What is needed: Reproduce every entry below with each occurrence of "indicate" replaced by "mark", leaving all other text unchanged. Omit the pictures from your output.

----- Listing -----

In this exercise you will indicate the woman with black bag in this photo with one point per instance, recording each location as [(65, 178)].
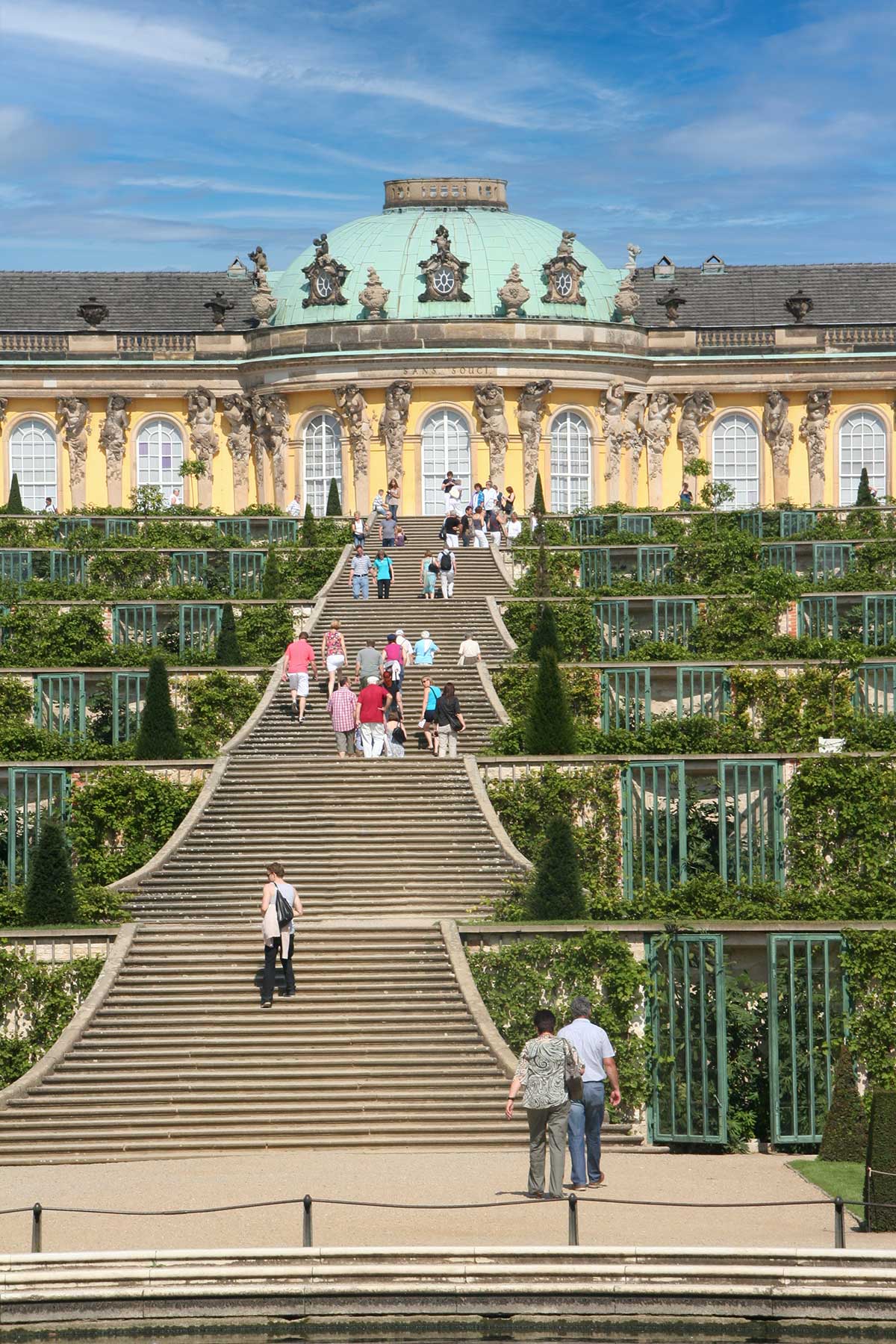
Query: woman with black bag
[(280, 905), (449, 721)]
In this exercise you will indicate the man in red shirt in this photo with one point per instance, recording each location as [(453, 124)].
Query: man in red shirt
[(368, 714), (297, 660)]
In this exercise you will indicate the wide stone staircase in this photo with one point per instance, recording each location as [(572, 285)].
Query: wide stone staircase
[(379, 1046)]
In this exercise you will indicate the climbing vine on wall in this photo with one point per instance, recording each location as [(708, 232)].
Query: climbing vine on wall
[(523, 976)]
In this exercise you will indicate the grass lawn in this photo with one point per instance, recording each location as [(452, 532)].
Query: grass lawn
[(844, 1179)]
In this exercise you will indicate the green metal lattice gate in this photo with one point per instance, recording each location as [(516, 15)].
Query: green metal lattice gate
[(808, 1009), (689, 1086)]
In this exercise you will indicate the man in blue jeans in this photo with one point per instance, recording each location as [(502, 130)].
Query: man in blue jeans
[(586, 1116)]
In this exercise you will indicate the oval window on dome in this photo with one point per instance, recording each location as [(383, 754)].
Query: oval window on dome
[(444, 280), (563, 284)]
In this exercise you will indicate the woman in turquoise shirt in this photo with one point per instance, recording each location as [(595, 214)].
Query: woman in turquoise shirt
[(383, 567)]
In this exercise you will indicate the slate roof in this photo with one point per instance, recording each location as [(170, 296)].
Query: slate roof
[(754, 296), (137, 300)]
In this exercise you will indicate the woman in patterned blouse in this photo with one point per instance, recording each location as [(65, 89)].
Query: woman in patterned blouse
[(541, 1074)]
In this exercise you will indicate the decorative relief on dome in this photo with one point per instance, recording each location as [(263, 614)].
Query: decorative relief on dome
[(514, 293), (393, 426), (531, 410), (326, 277), (494, 426), (564, 275), (374, 296), (444, 273)]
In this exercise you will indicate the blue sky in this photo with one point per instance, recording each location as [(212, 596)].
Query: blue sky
[(175, 136)]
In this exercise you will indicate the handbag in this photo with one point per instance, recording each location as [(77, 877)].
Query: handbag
[(571, 1075)]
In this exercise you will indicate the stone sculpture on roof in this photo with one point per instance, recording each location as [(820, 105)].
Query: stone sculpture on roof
[(531, 410), (203, 440), (697, 410), (238, 414), (326, 277), (74, 423), (352, 409), (514, 293), (394, 425), (813, 430), (564, 275), (444, 273), (657, 426), (374, 296), (494, 426), (780, 436), (113, 433), (615, 430)]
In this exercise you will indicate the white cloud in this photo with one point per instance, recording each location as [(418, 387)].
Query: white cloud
[(233, 188)]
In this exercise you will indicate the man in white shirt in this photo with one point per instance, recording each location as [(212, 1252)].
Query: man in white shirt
[(593, 1048)]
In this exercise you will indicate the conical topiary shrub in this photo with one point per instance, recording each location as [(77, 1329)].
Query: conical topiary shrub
[(845, 1136), (538, 499), (864, 497), (273, 577), (556, 887), (50, 894), (227, 645), (546, 636), (159, 738), (309, 527), (13, 504), (550, 729)]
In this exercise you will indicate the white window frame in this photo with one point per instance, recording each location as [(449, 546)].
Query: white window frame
[(571, 460), (736, 458), (321, 460), (33, 456), (445, 445), (159, 432), (862, 441)]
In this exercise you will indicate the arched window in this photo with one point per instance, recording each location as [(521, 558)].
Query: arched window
[(447, 447), (735, 458), (862, 443), (160, 452), (570, 463), (33, 457), (323, 443)]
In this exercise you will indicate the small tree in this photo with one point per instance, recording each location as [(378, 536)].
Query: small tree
[(864, 497), (13, 504), (159, 738), (845, 1136), (546, 636), (880, 1162), (550, 729), (309, 527), (227, 647), (273, 577), (334, 502), (538, 499), (556, 889), (50, 895)]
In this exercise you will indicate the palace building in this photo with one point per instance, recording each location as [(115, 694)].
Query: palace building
[(448, 332)]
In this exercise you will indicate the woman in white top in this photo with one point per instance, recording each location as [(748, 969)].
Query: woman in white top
[(469, 652), (279, 939)]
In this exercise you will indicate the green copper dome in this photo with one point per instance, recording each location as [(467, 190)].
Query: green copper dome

-----

Task output:
In this exercise you will mark the woman with black bag in this photo with one point per instance, recording each location as [(65, 178)].
Query: woman with black bag
[(280, 905), (449, 721)]
In this exercise you will mark the man in red shirt in this photo with one point per instance, recording each location as [(453, 124)].
Query: man in red shirt
[(368, 714), (297, 660)]
In this exercise you will mark the wide stone staircase in this photo with one point per instance, recording each location as [(572, 285)].
Query: wide stone staircase
[(379, 1046)]
In this exercise you will mark the climbing vine on wall in this photo with one point per instance, recording each location as [(708, 232)].
Query: climbing vine on wall
[(523, 976)]
In this exercise you will mark the grass lawn in this photo with one point per instance, recording each location as [(452, 532)].
Query: grass lawn
[(844, 1179)]
In this exercise you will mark the green metal lattice gate in this photo with one point per instance, recording each location as [(516, 15)].
Query: green metal lattice gate
[(808, 1009), (689, 1086)]
In this exercise you will mark the man in blue jeans in this photo with one point per instance, recording each location as [(502, 130)].
Query: man in blue jeans
[(586, 1116)]
In this exercise you will mark the oval window on dome in this photo with one point per instance, recording each location as [(383, 754)].
Query: oval window on dome
[(444, 280), (563, 284)]
In this exercise you will mark the woman in turquoise shirt in this photo with one point per instance, recording each location as [(595, 214)].
Query: woman in turquoise shirt
[(383, 567)]
In this exercise you will mark the slate roof in this photo with one point per instance, recording each location as [(170, 296)].
Query: slate roof
[(754, 296), (137, 300)]
In this exercise you will mark the woman in patterned blouse in this photo with one point per instance, recording each location as [(65, 89)].
Query: woman in patterned blouse
[(541, 1074)]
In this exercise you will mark the decorative relief on dome in this photo with one point per instance, recording each location as [(263, 614)].
Query: decorative relief on dome
[(514, 293), (393, 426), (531, 410), (326, 277), (494, 426), (564, 275), (374, 296), (444, 273)]
In this exercise you will mark the blue sky in this photo with one point per instance, recording each location as [(212, 596)].
Query: blue sky
[(175, 136)]
In this exercise you will mark the handbag in this photo with one point per instance, recording each location as [(77, 877)].
Query: handbag
[(571, 1075)]
In this exercise you will mark the stone sculpture on roof in this photo with one point per instance, recording each location as [(820, 105)].
Query: stone sculpture on roof
[(531, 410), (203, 440), (697, 410), (238, 414), (326, 277), (74, 423), (352, 409), (514, 293), (394, 425), (813, 430), (564, 275), (444, 273), (657, 426), (374, 296), (494, 426), (780, 436), (113, 433), (615, 430)]
In this exercise you will mark the white cloud in this photo with one point per instance, recording each location as [(418, 387)].
Query: white cloud
[(233, 188)]
In this exercise you will mark the man in white shirt in this photo with one point per instance, recording each location as [(212, 1252)].
Query: man in white shirt
[(593, 1048)]
In this exercise you will mark the conical topiary shrub in this photo with one point per instance, recording each location as [(77, 1329)].
Query: conical topiary shrub
[(845, 1136), (538, 499), (864, 497), (273, 577), (556, 887), (50, 894), (227, 645), (546, 636), (159, 738), (309, 527), (13, 504), (550, 729)]
In this exercise you will mark the white window frame in this photo with one point per instance, recording each location as [(449, 546)].
Query: white window frame
[(571, 460), (736, 458), (321, 460), (33, 456), (445, 445), (159, 432), (862, 441)]
In this exercise you will mark the arched window in this photo with one point per instance, recording each location as [(521, 558)].
Query: arched window
[(447, 447), (735, 458), (862, 443), (160, 452), (570, 463), (33, 457), (323, 443)]
In this exercise you will mark the small tree in this photo with one point per instance, recording each location as [(378, 536)].
Query: small tree
[(864, 497), (13, 504), (159, 738), (845, 1136), (546, 636), (880, 1162), (550, 729), (309, 527), (227, 647), (273, 577), (334, 502), (538, 499), (556, 889), (50, 895)]
In this exercise you will mark the palace building in this photo with one point per instance, recording each location as [(115, 694)].
Query: palace building
[(448, 332)]
In this exercise you will mark the woman in white top in this photo with one point per instance, recording each location as [(748, 969)].
Query: woman in white top
[(469, 652), (279, 939)]
In this exercise you will mark the green copper dome in this photo with one point per instance, recording each location as [(467, 190)].
Query: green copper dome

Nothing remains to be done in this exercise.